**What you should do**
Transcribe each of these lines word for word.
** BEGIN Source data **
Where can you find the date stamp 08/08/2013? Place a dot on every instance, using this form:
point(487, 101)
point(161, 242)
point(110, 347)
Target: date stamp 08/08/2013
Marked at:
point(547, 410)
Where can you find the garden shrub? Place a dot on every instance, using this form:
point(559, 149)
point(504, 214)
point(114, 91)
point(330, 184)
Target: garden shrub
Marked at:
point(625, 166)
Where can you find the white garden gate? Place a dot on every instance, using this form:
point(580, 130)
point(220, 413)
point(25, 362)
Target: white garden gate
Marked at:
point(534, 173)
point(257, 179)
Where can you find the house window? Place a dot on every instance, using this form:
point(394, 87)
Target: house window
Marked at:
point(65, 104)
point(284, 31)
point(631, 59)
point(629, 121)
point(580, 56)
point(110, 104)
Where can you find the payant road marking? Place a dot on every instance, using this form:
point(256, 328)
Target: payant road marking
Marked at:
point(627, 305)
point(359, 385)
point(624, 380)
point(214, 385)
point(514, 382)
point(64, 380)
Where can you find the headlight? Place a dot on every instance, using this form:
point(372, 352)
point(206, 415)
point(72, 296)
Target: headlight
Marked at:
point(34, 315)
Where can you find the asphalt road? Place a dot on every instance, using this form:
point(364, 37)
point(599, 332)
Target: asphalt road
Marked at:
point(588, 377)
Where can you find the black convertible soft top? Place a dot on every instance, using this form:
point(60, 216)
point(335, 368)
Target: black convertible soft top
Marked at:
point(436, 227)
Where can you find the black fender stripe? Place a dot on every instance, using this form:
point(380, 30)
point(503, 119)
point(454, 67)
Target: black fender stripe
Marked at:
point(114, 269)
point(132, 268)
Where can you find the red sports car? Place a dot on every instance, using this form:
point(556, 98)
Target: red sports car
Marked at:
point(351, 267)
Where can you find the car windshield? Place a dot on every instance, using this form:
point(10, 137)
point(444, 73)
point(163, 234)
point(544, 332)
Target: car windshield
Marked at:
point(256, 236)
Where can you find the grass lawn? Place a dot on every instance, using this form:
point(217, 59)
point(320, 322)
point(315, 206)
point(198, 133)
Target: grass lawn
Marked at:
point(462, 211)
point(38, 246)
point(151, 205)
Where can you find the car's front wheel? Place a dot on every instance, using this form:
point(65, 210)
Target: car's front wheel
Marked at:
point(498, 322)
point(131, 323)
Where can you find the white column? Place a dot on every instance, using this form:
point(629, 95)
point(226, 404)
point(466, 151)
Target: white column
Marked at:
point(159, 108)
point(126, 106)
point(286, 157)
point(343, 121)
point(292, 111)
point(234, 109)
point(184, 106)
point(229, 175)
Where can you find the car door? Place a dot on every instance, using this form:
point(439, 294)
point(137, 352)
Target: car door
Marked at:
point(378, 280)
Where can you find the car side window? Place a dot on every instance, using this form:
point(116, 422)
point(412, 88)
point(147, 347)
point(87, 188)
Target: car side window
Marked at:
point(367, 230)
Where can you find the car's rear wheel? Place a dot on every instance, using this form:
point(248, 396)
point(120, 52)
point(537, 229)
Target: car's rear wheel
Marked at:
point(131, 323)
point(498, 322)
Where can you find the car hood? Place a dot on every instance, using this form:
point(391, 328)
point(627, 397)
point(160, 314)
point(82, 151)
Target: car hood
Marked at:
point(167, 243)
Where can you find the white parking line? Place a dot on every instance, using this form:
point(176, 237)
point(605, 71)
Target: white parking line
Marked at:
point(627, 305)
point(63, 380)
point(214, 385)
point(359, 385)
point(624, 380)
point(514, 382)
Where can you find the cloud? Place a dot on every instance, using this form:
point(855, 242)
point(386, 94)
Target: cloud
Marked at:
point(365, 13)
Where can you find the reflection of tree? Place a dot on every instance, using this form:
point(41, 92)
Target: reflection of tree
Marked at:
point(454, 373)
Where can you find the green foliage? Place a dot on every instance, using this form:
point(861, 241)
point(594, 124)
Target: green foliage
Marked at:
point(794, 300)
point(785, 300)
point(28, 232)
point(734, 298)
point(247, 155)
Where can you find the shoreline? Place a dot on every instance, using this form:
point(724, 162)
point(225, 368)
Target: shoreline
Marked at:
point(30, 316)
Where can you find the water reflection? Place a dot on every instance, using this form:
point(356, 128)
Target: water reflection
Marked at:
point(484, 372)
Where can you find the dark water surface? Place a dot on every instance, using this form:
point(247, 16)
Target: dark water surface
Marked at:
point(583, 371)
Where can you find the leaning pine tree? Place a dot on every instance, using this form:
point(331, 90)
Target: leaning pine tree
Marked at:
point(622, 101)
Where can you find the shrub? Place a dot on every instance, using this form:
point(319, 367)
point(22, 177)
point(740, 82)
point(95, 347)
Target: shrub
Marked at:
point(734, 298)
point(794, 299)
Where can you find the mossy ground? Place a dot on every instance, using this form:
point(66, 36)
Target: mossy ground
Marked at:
** END Source data **
**The response**
Where can you find the date stamp 08/08/2013? Place a dot on every instance, using this form:
point(487, 101)
point(161, 242)
point(110, 347)
Target: date stamp 08/08/2013
Marked at:
point(547, 410)
Where can you find the garden shrub? Place a dot on every instance, using this form:
point(559, 149)
point(504, 214)
point(114, 91)
point(330, 184)
Target: garden shrub
Marked at:
point(625, 166)
Where can you find the white garden gate? Place a dot on every instance, using this form:
point(580, 130)
point(220, 413)
point(25, 362)
Target: white garden gate
Marked at:
point(534, 173)
point(257, 179)
Where can you find the house window? Place a dot on every instance, using this form:
point(394, 87)
Target: house window
Marked at:
point(65, 104)
point(284, 31)
point(631, 59)
point(629, 121)
point(580, 56)
point(110, 104)
Where can you find the payant road marking? Place a dot on every instance, using this form:
point(256, 328)
Target: payant road marking
Marked at:
point(627, 305)
point(359, 385)
point(624, 380)
point(214, 385)
point(514, 382)
point(64, 380)
Where can you find the headlight? Place a dot on every instance, using this form:
point(372, 352)
point(206, 415)
point(72, 296)
Target: headlight
Marked at:
point(34, 315)
Where can you find the asphalt road? Place a dot on every instance, using this form:
point(364, 37)
point(599, 332)
Target: asphalt road
Marked at:
point(588, 377)
Where can you find the black convertible soft top? Place a dot on every instance, using this form:
point(60, 216)
point(335, 368)
Target: black convertible soft top
Marked at:
point(436, 227)
Where can you find the black fender stripe? Place a dot on every instance, using this form:
point(380, 30)
point(503, 119)
point(454, 67)
Target: black fender stripe
Marked at:
point(114, 269)
point(132, 268)
Where can you find the red sports car? Place a dot on every instance, using this form:
point(556, 98)
Target: red sports car
Marked at:
point(351, 267)
Where can you find the car windshield? Place a dot on every instance, using this form:
point(10, 137)
point(444, 73)
point(163, 234)
point(544, 332)
Target: car windshield
Marked at:
point(256, 236)
Where can you find the grass lawn? Place a dot on every instance, using this form:
point(217, 59)
point(320, 322)
point(315, 206)
point(198, 133)
Target: grass lawn
Marked at:
point(462, 211)
point(38, 246)
point(151, 205)
Where can you find the car's front wheel? Place a dot on every instance, using this form:
point(65, 210)
Target: car's front wheel
Marked at:
point(498, 322)
point(131, 323)
Where can you find the white column? Place a dot on every instance, using this form:
point(629, 95)
point(226, 404)
point(466, 151)
Target: white column
Marked at:
point(159, 108)
point(126, 106)
point(286, 157)
point(343, 121)
point(292, 111)
point(234, 109)
point(184, 106)
point(229, 175)
Where can you find the car door? Place a dot on every instance, using this form:
point(439, 294)
point(137, 352)
Target: car door
Marked at:
point(378, 280)
Where can you find the car side window? Place a dot on every instance, using this form:
point(116, 422)
point(412, 88)
point(147, 347)
point(87, 188)
Target: car side window
Marked at:
point(367, 230)
Where can you find the car's rear wheel? Place a dot on every instance, using this form:
point(248, 396)
point(120, 52)
point(537, 229)
Target: car's rear wheel
Marked at:
point(131, 323)
point(498, 322)
Where can you find the car hood? Place a dot on every instance, using this form:
point(391, 328)
point(627, 397)
point(160, 314)
point(82, 151)
Target: car hood
Marked at:
point(167, 243)
Where can you find the white parking line? Place a dot on every instance, using this form:
point(176, 237)
point(605, 71)
Target: white parking line
Marked at:
point(627, 305)
point(63, 380)
point(214, 385)
point(359, 385)
point(624, 380)
point(514, 382)
Where can you find the cloud? Place a dot on every instance, using this form:
point(855, 242)
point(386, 94)
Target: cloud
Marked at:
point(365, 13)
Where can you find the reflection of tree? Place a dot on every instance, using this form:
point(41, 92)
Target: reflection of tree
Marked at:
point(454, 373)
Where can you find the green foliage? Place a dot on every instance, using this form:
point(861, 241)
point(594, 124)
Target: green foliage
Marked at:
point(794, 300)
point(785, 300)
point(28, 232)
point(734, 298)
point(247, 155)
Where can you find the shoreline? Place a dot on every instance, using this form:
point(724, 162)
point(225, 368)
Target: shoreline
Marked at:
point(30, 316)
Where can you find the water reflection? Place a dot on every instance, using this form:
point(356, 128)
Target: water reflection
Marked at:
point(484, 372)
Where can you find the dark water surface? Place a dot on every instance, using this form:
point(247, 16)
Target: dark water surface
Marked at:
point(583, 371)
Where can you find the leaning pine tree? Place a dot on every instance, using this form:
point(331, 90)
Target: leaning pine tree
Marked at:
point(622, 101)
Where can you find the shrub? Place a dot on every instance, using this form:
point(319, 367)
point(22, 177)
point(740, 82)
point(95, 347)
Target: shrub
Marked at:
point(734, 298)
point(794, 299)
Where can you find the mossy ground? Place a dot on every instance, using this form:
point(66, 36)
Target: mossy ground
Marked at:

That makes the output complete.